STATED EXERCISE: How many lines of the data contain the string "unopened", counting case as significant? Give only the number.

RECORDS SHOWN:
++++++++++++++++++++
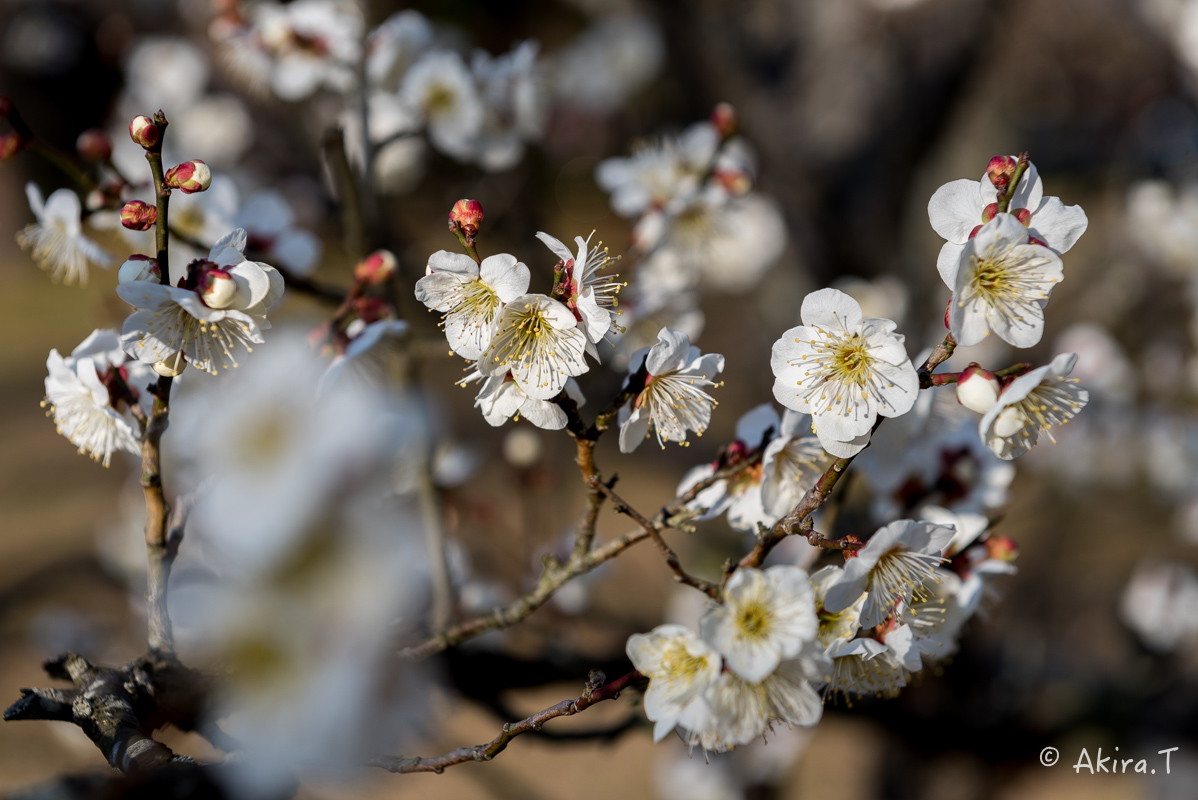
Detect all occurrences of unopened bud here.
[353,250,399,286]
[75,128,113,162]
[0,133,25,162]
[116,254,162,284]
[200,269,237,308]
[986,156,1019,192]
[984,535,1019,563]
[165,158,212,194]
[153,358,187,377]
[121,200,158,231]
[712,103,740,139]
[957,363,1002,414]
[449,200,483,243]
[129,114,161,150]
++++++++++++++++++++
THE ANSWER: 1